• _PROBLEM SET_:
**a)** Reproduce the passage of the Ramsey case article from "It even continued" up to and including "ABC last fall.".
**b)** Using the Ramsey case article, say yes or no to each statement and quote the words that decide it. (i) Boykin served ten months in prison. (ii) Boykin died after JonBenét was murdered. (iii) The officer came to the house to arrest The Witness.

Living just a few houses down the street, Boykin's job was to train her and other little girls -- whom she says her family and their "guests" referred to as their "Pretty Little Whores" -- in sadomasochistic sexual practices. One of his favorite techniques was to get her body to simulate orgasm (through convulsions) by choking her to the point that she almost passed out (and occasionally did). To accomplish this, he sometimes pressed his thumbs against the carotid arteries in her neck, or used a variety of ropes, belts and scarves to bind her wrists and ankles and choke her, all while other men, referred to as "Uncles," sexually assaulted her.

This subculture was a family tradition, according to The Witness. Her own mother told her that, as a child, she had been similarly used by one of the men whom she allowed to rape her daughter.

Some of The Witness's evidence seems innocuous until it's placed in context with the Ramsey case. There are photographs of her on Santa's lap, like those last photographs of JonBenét -- however this Santa, The Witness says, was part of the child-sex subculture, a "warmup for the main event."

There are the letters and photographs, even a name in her baby book that proves she and her family have a long connection -- dating back to the 1930s -- with the family of men she says sexually abused her, including the man who has been a family friend of the Ramseys.

Still, it doesn't prove anything regarding JonBenét's death. They're just tantalizing pieces of an unsolved puzzle, especially in light of recent information that's made headlines -- after The Witness came forward. The Ramseys contend in their new book, The Death of Innocence, that the police need to look at their innermost circle of friends. Also, investigator Lou Smit, a legendary homicide detective who was hired by Hunter but quit because he felt the Boulder police were too focused on the Ramseys, recently said he believes that an intruder entered the house, and noted that JonBenét had stun-gun marks on her. And, as everyone knows, JonBenét was found with a garrote around her neck and a piece of cord tied around one of her wrists.

The most convincing piece of the puzzle is that when The Witness claimed to have been sexually assaulted once before, she told the truth. Boykin was subsequently charged with 64 counts of sexual assault, kidnapping and various other related crimes. He was allowed to plead guilty to four counts and served only ten months. Two days after he was released from prison, he showed up at the doorstep of The Witness, who had moved out of state and was supposedly in protective custody -- but her own family had told him where to find her. She was seventeen, and her torment by Boykin and others, she says, continued for nearly twenty years.

It even continued after November 1996, when Boykin died -- one month before JonBenét was murdered. The question lingers: With the master of sexual asphyxiation of little girls gone, had an amateur messed up and accidentally killed JonBenét?

The Witness does not know. But she and people like Singular, Hill, Hartman and even apparently Alex Hunter believe it is a possibility worth examining. As to whether she seems credible, The Witness doesn't act any crazier than Detective Linda Arndt, who rolled her eyes wildly, talked about counting her bullets because she was afraid of John Ramsey and claimed to know who killed JonBenét in an interview with ABC last fall.

At any rate, The Witness's account is interrupted when Hill returns. She's exhausted and starting to stress out, clutching the pillow ever tighter. She nearly goes through the roof when there's a knock on the door. It's the Boulder police. But how did they find her?

Not to worry. The officer is there to arrest the home's owner because she failed to appear in court over a citation for her barking dog. The tension runs out of the room, lost in the irony as Hill laughs: The Boulder police haven't managed to arrest anyone for the murder of JonBenét, but they can track down a renegade dog owner -- all while a would-be witness in their town's biggest murder case cowers behind the door.

As Hill begins to leave to arrange bond for the home's owner, The Witness looks up from where she's sitting on the ground, petting the dog, and tells Hill, "You're my hero."

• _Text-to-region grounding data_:
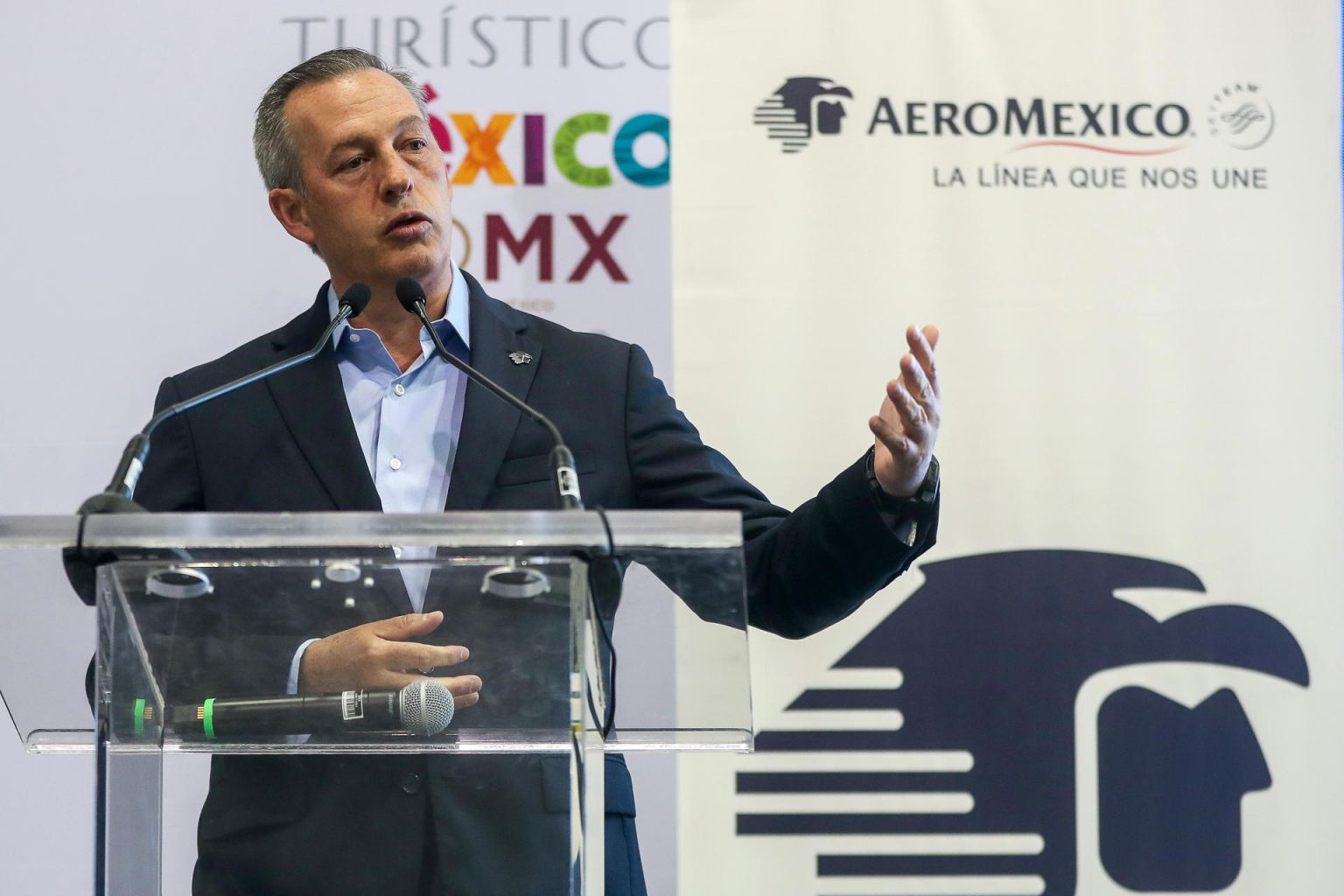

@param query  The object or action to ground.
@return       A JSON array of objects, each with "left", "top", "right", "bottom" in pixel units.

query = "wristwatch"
[{"left": 864, "top": 449, "right": 938, "bottom": 548}]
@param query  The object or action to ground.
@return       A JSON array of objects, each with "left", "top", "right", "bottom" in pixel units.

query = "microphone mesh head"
[
  {"left": 396, "top": 276, "right": 429, "bottom": 314},
  {"left": 399, "top": 678, "right": 453, "bottom": 738}
]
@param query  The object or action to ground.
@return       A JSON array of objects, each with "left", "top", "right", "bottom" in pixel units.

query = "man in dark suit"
[{"left": 137, "top": 50, "right": 941, "bottom": 896}]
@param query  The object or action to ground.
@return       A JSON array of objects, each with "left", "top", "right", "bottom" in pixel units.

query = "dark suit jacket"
[{"left": 136, "top": 270, "right": 935, "bottom": 896}]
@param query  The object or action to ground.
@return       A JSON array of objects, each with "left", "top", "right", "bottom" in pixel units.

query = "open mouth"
[{"left": 383, "top": 211, "right": 431, "bottom": 236}]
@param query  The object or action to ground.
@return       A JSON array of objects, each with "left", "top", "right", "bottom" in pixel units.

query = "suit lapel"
[
  {"left": 266, "top": 284, "right": 383, "bottom": 510},
  {"left": 444, "top": 273, "right": 542, "bottom": 510}
]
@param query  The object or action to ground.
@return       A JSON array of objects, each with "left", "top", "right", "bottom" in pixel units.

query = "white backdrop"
[
  {"left": 0, "top": 0, "right": 675, "bottom": 893},
  {"left": 674, "top": 0, "right": 1344, "bottom": 896}
]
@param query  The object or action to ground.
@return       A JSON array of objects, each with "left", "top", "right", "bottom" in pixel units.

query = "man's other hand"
[
  {"left": 298, "top": 610, "right": 481, "bottom": 710},
  {"left": 868, "top": 326, "right": 942, "bottom": 499}
]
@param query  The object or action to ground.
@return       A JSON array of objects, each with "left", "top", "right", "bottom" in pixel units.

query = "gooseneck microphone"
[
  {"left": 396, "top": 276, "right": 584, "bottom": 510},
  {"left": 165, "top": 678, "right": 453, "bottom": 740},
  {"left": 62, "top": 284, "right": 372, "bottom": 606},
  {"left": 92, "top": 284, "right": 372, "bottom": 513}
]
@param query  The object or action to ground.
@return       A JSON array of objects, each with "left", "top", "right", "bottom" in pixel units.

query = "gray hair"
[{"left": 253, "top": 47, "right": 429, "bottom": 193}]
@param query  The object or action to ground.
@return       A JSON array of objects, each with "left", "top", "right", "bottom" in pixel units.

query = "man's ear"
[{"left": 266, "top": 186, "right": 316, "bottom": 246}]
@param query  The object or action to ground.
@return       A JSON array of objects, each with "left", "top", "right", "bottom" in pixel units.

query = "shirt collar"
[{"left": 326, "top": 261, "right": 472, "bottom": 348}]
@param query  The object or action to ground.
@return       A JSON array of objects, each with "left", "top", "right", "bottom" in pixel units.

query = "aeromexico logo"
[
  {"left": 737, "top": 550, "right": 1309, "bottom": 896},
  {"left": 752, "top": 75, "right": 1273, "bottom": 156}
]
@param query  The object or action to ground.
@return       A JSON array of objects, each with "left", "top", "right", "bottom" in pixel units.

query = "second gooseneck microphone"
[
  {"left": 396, "top": 276, "right": 584, "bottom": 510},
  {"left": 95, "top": 284, "right": 372, "bottom": 513}
]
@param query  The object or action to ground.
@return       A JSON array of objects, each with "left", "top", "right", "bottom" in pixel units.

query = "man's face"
[{"left": 270, "top": 68, "right": 453, "bottom": 288}]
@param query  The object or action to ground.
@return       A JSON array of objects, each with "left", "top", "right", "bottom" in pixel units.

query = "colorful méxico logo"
[{"left": 752, "top": 75, "right": 853, "bottom": 153}]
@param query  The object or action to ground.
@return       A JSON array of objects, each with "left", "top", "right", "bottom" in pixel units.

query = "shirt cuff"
[{"left": 285, "top": 638, "right": 321, "bottom": 695}]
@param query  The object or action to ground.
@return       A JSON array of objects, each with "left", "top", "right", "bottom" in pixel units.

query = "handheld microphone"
[
  {"left": 62, "top": 284, "right": 372, "bottom": 606},
  {"left": 165, "top": 678, "right": 453, "bottom": 740},
  {"left": 396, "top": 276, "right": 584, "bottom": 510}
]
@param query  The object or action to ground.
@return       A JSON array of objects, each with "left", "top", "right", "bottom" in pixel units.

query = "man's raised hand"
[
  {"left": 298, "top": 610, "right": 481, "bottom": 710},
  {"left": 868, "top": 326, "right": 942, "bottom": 499}
]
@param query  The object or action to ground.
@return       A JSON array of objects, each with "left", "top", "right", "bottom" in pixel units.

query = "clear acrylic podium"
[{"left": 0, "top": 510, "right": 752, "bottom": 896}]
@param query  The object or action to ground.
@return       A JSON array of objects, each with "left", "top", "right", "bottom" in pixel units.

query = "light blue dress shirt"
[{"left": 289, "top": 264, "right": 471, "bottom": 693}]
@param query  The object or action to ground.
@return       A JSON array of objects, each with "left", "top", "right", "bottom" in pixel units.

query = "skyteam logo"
[
  {"left": 752, "top": 77, "right": 853, "bottom": 153},
  {"left": 1208, "top": 83, "right": 1274, "bottom": 149},
  {"left": 737, "top": 550, "right": 1309, "bottom": 896}
]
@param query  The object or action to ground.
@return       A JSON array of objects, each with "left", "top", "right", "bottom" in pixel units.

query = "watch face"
[{"left": 920, "top": 458, "right": 938, "bottom": 504}]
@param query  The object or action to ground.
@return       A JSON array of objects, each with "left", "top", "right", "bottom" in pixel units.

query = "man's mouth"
[{"left": 383, "top": 211, "right": 433, "bottom": 236}]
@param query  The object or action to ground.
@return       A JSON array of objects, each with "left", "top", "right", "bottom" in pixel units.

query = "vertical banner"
[
  {"left": 672, "top": 0, "right": 1344, "bottom": 896},
  {"left": 0, "top": 0, "right": 675, "bottom": 893}
]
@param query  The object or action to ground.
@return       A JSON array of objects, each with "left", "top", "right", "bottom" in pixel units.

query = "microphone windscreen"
[
  {"left": 340, "top": 284, "right": 374, "bottom": 317},
  {"left": 396, "top": 276, "right": 427, "bottom": 314},
  {"left": 401, "top": 678, "right": 453, "bottom": 738}
]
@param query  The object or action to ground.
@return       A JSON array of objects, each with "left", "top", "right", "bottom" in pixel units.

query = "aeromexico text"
[{"left": 868, "top": 97, "right": 1192, "bottom": 138}]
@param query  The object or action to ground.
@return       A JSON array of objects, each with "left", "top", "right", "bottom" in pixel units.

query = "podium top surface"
[{"left": 0, "top": 510, "right": 742, "bottom": 550}]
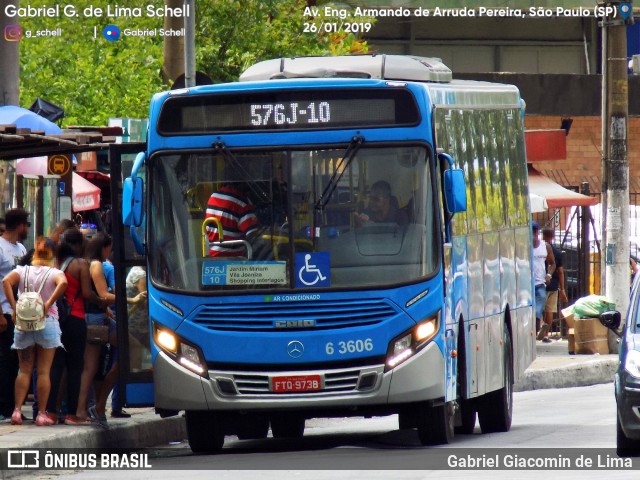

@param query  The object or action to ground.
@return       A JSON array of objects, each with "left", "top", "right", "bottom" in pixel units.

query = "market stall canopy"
[
  {"left": 528, "top": 165, "right": 599, "bottom": 211},
  {"left": 16, "top": 157, "right": 100, "bottom": 212},
  {"left": 0, "top": 105, "right": 62, "bottom": 134},
  {"left": 529, "top": 192, "right": 549, "bottom": 213}
]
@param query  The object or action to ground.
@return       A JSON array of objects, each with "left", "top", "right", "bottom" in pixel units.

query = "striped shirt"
[{"left": 205, "top": 185, "right": 258, "bottom": 257}]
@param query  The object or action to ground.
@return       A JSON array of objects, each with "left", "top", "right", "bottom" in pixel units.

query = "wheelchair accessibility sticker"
[{"left": 296, "top": 252, "right": 331, "bottom": 288}]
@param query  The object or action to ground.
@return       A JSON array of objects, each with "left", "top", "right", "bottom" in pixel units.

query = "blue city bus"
[{"left": 113, "top": 55, "right": 535, "bottom": 452}]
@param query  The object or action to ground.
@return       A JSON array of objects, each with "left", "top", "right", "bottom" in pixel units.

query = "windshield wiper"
[{"left": 313, "top": 136, "right": 364, "bottom": 212}]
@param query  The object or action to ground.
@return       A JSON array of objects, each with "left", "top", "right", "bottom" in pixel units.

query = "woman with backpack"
[
  {"left": 77, "top": 232, "right": 118, "bottom": 427},
  {"left": 2, "top": 238, "right": 67, "bottom": 426},
  {"left": 48, "top": 227, "right": 106, "bottom": 425}
]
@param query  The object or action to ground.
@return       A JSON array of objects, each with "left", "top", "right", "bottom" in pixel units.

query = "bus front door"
[{"left": 109, "top": 143, "right": 153, "bottom": 407}]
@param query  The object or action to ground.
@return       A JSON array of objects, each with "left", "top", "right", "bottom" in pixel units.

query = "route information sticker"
[{"left": 202, "top": 260, "right": 287, "bottom": 286}]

• _ANSWERS TO THE EXERCISE_:
**a)**
It even continued after November 1996, when Boykin died -- one month before JonBenét was murdered. The question lingers: With the master of sexual asphyxiation of little girls gone, had an amateur messed up and accidentally killed JonBenét?

The Witness does not know. But she and people like Singular, Hill, Hartman and even apparently Alex Hunter believe it is a possibility worth examining. As to whether she seems credible, The Witness doesn't act any crazier than Detective Linda Arndt, who rolled her eyes wildly, talked about counting her bullets because she was afraid of John Ramsey and claimed to know who killed JonBenét in an interview with ABC last fall.

**b)**
(i) Yes: "He was allowed to plead guilty to four counts and served only ten months."
(ii) No: "It even continued after November 1996, when Boykin died -- one month before JonBenét was murdered."
(iii) No: "The officer is there to arrest the home's owner because she failed to appear in court over a citation for her barking dog."